### To do:
Line by line, return the material below exactly as it reads.

### Dataset entries:
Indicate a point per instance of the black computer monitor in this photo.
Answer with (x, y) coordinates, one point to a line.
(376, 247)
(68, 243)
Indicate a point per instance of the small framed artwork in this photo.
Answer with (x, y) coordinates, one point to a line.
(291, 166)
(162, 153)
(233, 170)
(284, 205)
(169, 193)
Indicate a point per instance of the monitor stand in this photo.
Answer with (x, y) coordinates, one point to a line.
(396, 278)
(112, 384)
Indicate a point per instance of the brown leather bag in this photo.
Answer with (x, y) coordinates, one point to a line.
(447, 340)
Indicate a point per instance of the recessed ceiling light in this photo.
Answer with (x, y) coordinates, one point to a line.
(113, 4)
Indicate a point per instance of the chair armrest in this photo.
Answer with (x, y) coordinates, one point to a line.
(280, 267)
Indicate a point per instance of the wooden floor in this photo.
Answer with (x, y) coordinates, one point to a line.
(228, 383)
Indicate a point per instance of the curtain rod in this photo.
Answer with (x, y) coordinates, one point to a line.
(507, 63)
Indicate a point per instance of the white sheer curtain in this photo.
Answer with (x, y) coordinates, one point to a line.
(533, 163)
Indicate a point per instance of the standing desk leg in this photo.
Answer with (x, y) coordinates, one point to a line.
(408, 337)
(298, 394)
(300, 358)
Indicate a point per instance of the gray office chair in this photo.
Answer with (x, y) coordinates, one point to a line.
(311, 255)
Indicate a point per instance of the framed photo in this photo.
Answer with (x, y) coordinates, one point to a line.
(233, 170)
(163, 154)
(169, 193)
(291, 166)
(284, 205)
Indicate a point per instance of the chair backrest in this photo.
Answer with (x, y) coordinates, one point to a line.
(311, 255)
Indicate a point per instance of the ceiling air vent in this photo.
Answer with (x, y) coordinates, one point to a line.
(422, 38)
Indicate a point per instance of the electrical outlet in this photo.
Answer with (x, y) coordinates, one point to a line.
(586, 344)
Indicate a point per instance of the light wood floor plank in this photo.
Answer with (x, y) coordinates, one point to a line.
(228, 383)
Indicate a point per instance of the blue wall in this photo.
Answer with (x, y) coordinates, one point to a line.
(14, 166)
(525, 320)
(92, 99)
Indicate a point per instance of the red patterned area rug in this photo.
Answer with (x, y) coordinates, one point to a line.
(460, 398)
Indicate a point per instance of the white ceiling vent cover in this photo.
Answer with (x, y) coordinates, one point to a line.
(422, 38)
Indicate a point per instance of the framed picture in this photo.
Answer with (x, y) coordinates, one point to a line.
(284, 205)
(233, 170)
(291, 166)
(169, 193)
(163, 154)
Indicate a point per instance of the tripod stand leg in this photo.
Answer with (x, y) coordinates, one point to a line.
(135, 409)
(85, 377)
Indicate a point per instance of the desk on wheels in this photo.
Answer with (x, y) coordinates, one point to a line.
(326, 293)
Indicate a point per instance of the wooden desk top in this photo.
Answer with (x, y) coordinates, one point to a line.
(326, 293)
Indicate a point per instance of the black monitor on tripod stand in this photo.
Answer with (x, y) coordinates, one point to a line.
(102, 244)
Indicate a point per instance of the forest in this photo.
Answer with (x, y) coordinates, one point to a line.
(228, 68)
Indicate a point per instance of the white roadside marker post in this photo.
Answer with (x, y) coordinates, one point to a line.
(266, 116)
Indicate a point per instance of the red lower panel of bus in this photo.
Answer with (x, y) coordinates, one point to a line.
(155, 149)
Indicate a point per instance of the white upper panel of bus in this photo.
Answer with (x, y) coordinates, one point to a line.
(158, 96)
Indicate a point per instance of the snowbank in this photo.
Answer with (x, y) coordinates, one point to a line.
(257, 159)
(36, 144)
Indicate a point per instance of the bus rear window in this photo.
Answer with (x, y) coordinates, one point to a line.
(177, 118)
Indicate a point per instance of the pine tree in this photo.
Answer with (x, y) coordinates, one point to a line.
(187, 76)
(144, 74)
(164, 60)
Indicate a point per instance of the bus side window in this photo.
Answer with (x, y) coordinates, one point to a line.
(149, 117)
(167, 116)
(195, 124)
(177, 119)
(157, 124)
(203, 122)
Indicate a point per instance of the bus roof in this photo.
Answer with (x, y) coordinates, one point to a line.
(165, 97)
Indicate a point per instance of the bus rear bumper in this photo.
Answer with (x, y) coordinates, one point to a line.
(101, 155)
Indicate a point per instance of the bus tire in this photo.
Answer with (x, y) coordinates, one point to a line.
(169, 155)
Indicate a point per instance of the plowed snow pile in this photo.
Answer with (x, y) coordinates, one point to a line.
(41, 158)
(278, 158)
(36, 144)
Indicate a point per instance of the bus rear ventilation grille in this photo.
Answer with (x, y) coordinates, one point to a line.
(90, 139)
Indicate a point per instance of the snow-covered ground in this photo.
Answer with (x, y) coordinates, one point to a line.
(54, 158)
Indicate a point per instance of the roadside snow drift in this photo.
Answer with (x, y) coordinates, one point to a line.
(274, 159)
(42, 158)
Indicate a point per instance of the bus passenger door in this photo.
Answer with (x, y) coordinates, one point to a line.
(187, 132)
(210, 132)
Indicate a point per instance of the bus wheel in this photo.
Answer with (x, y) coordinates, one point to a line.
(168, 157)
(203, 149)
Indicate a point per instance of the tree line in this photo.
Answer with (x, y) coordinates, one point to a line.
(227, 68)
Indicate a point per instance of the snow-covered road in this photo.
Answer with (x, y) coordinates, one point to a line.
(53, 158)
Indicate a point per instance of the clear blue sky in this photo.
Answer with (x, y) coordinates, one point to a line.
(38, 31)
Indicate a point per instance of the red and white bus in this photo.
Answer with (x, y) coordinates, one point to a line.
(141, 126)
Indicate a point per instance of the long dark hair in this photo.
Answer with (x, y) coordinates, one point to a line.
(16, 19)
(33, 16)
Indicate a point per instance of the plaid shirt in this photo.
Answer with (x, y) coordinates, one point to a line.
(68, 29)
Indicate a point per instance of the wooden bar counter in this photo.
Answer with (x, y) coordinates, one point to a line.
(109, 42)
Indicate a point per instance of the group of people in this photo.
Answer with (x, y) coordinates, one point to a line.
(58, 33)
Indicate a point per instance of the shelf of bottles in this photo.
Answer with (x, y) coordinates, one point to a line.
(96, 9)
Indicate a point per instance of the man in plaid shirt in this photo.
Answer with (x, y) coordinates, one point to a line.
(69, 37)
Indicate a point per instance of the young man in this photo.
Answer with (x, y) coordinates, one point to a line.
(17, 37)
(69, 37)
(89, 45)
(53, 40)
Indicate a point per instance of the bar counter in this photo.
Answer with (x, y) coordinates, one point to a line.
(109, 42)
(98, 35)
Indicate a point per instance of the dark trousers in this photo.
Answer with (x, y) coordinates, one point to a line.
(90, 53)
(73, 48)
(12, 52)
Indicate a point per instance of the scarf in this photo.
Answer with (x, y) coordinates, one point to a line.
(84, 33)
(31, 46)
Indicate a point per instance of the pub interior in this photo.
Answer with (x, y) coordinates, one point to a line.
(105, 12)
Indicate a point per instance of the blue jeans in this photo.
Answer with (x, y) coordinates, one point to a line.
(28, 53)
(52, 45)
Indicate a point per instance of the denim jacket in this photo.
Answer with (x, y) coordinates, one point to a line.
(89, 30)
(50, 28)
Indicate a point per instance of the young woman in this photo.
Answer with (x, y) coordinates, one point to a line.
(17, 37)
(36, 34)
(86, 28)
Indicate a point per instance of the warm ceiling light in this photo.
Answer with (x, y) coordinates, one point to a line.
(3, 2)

### Reply to the task:
Indicate a point per instance of the black computer monitor in this photo.
Answer with (x, y) coordinates, one point to a line.
(376, 247)
(68, 243)
Indicate a point per instance of the small framed artwork in this photo.
Answer with (x, y) coordinates, one point to a line.
(291, 166)
(162, 153)
(233, 170)
(284, 205)
(169, 193)
Indicate a point per instance of the monitor stand in this photo.
Answer with (x, y) coordinates, one point to a line.
(396, 278)
(112, 384)
Indicate a point per instance of the brown leather bag in this photo.
Answer with (x, y) coordinates, one point to a line.
(447, 340)
Indicate a point per instance of the recessed ceiling light in this photo.
Answer with (x, y) coordinates, one point to a line.
(113, 4)
Indicate a point per instance of the chair armrest in this photo.
Answer with (x, y) coordinates, one point to a line.
(280, 267)
Indicate a point per instance of the wooden floor in this photo.
Answer with (x, y) coordinates, one point to a line.
(228, 383)
Indicate a point per instance of the curtain rod in this photo.
Answer with (x, y) coordinates, one point to a line.
(507, 63)
Indicate a point per instance of the white sheer curtain in this photo.
Answer with (x, y) coordinates, one point to a line.
(533, 163)
Indicate a point per instance of the standing desk leg in this photo.
Answer with (x, y) coordinates, one point to a line.
(408, 337)
(298, 394)
(300, 358)
Indicate a point per instance of the gray office chair in this photo.
Answer with (x, y) coordinates, one point to a line.
(311, 255)
Indicate a point per instance of the framed photo in this photo.
Answer with (x, y) coordinates, one point to a line.
(233, 170)
(163, 154)
(169, 193)
(291, 166)
(284, 205)
Indicate a point per instance of the chair backrest in this photo.
Answer with (x, y) coordinates, one point to a line.
(311, 255)
Indicate a point per instance of the ceiling air vent in this photo.
Answer with (x, y) coordinates, one point to a line.
(422, 38)
Indicate a point per instance of the electrical outlet in this photo.
Answer with (x, y) coordinates, one point to a line.
(586, 344)
Indicate a point per instance of the light wood floor plank in this photo.
Answer with (x, y) coordinates, one point to a line.
(228, 383)
Indicate a point per instance of the blue wall in this photo.
Answer with (x, y) coordinates, one point to a line.
(14, 166)
(525, 320)
(92, 99)
Indicate a point per instance of the red patterned area rug in this photo.
Answer with (x, y) coordinates, one point to a line.
(460, 398)
Indicate a point per instance of the white ceiling vent cover in this photo.
Answer with (x, y) coordinates, one point to a line.
(422, 38)
Indicate a point per instance of the framed picture in this photo.
Answer with (x, y) coordinates, one point to a line.
(284, 205)
(233, 170)
(291, 166)
(169, 193)
(163, 154)
Indicate a point per instance of the tripod stand leg in this photo.
Answer with (x, y) coordinates, one point to a line.
(135, 409)
(85, 377)
Indicate a point per instance of the desk on wheels in this photo.
Answer with (x, y) coordinates, one point to a line.
(326, 293)
Indicate a point per instance of the wooden desk top in this photo.
Answer with (x, y) coordinates, one point to a line.
(326, 293)
Indicate a point per instance of the black monitor on tripod stand in this photo.
Answer with (x, y) coordinates, one point to a line.
(102, 244)
Indicate a point per instance of the forest in this photo.
Answer with (x, y) coordinates, one point to a line.
(228, 68)
Indicate a point per instance of the white roadside marker post in this photo.
Answer with (x, y) coordinates, one point to a line.
(266, 116)
Indicate a point per instance of the red lower panel of bus in this photo.
Answer with (x, y) coordinates, one point to a line.
(155, 149)
Indicate a point per instance of the white upper panel of bus in this photo.
Answer with (x, y) coordinates, one point to a line.
(158, 96)
Indicate a point per instance of the snowbank in this photo.
Answer with (x, y) coordinates, one point to a line.
(257, 159)
(36, 144)
Indicate a point per instance of the bus rear window in this photo.
Answer with (x, y) coordinates, one point to a line.
(177, 118)
Indicate a point per instance of the pine tree in this photo.
Answer with (x, y) coordinates, one point to a line.
(187, 76)
(144, 74)
(164, 60)
Indicate a point per instance of the bus side window in this photo.
Answer with (x, y) coordinates, one point to a line.
(149, 117)
(167, 116)
(195, 124)
(177, 119)
(157, 124)
(203, 122)
Indicate a point per instance of the bus roof in this photo.
Answer with (x, y) coordinates, one point to a line.
(165, 97)
Indicate a point per instance of the bus rear bumper in this photo.
Answer with (x, y) coordinates, one point to a line.
(101, 155)
Indicate a point per instance of the bus tire in this photo.
Answer with (x, y) coordinates, one point to a line.
(169, 155)
Indicate a point per instance of the plowed snow pile in this photo.
Answer with (x, y) coordinates, one point to a line.
(41, 158)
(278, 158)
(36, 144)
Indicate a point per instance of the bus rear ventilation grille in this photo.
Answer with (x, y) coordinates, one point to a line.
(90, 139)
Indicate a point per instance of the snow-covered ground in this photo.
Answer with (x, y) coordinates, one point to a line.
(54, 158)
Indicate a point per instance of the roadside snow drift in this photo.
Answer with (x, y) coordinates, one point to a line.
(274, 159)
(42, 158)
Indicate a point per instance of the bus passenger door in this photo.
Answer with (x, y) coordinates, one point to a line.
(187, 132)
(210, 132)
Indicate a point per instance of the bus wheel in this photo.
Answer with (x, y) coordinates, one point to a line.
(168, 157)
(203, 149)
Indicate a point per instance of the tree line in this photo.
Answer with (x, y) coordinates, one point to a line.
(227, 68)
Indicate a point per instance of the snow-covered road in this photo.
Answer with (x, y) coordinates, one point to a line.
(53, 158)
Indicate a point per instance of the clear blue sky in this photo.
Answer with (x, y) coordinates, one point to a line.
(38, 31)
Indicate a point per instance of the red and white bus in this photo.
Answer with (x, y) coordinates, one point to a line.
(141, 126)
Indicate a point per instance of the long dark hair in this photo.
Answer with (x, y) coordinates, one point to a line.
(16, 19)
(33, 16)
Indicate a point per instance of the plaid shirt in this photo.
Answer with (x, y) coordinates, one point to a line.
(68, 29)
Indicate a point per instance of the wooden bar counter in this photo.
Answer with (x, y) coordinates, one point to a line.
(109, 42)
Indicate a point per instance of the group of people in this photo.
Answer with (x, y) coordinates, one point to a line.
(58, 33)
Indicate a point per instance of the shelf of bottles in this photo.
Answer with (x, y) coordinates, one point to a line.
(96, 9)
Indicate a point per instance of the man in plaid shirt in this photo.
Answer with (x, y) coordinates, one point to a line.
(69, 37)
Indicate a point per instance of the young man in this photo.
Answer with (x, y) coordinates, one point to a line.
(17, 37)
(69, 37)
(89, 45)
(53, 40)
Indicate a point per instance of the bar counter in this photo.
Answer with (x, y) coordinates, one point to a line.
(109, 42)
(98, 35)
Indicate a point per instance of the dark trousers in this photo.
Answer with (x, y) coordinates, one point to a line.
(90, 53)
(73, 48)
(12, 52)
Indicate a point per instance of the scarf in this photo.
Answer with (x, y) coordinates, one point to a line.
(84, 33)
(31, 46)
Indicate a point per instance of the pub interior in this photo.
Answer with (x, y) coordinates, one point to a line.
(105, 12)
Indicate a point per instance of the blue jeans in this photo.
Answer with (x, y) coordinates, one point to a line.
(28, 53)
(52, 45)
Indicate a point per instance of the denim jacket in this photo.
Answer with (x, y) coordinates, one point to a line.
(89, 30)
(50, 28)
Indicate a point per instance of the young woman in this photo.
Answer with (x, y) coordinates, one point to a line.
(17, 37)
(36, 34)
(86, 28)
Indicate a point per instance of the warm ceiling light in this photo.
Answer with (x, y) coordinates, one point to a line.
(3, 2)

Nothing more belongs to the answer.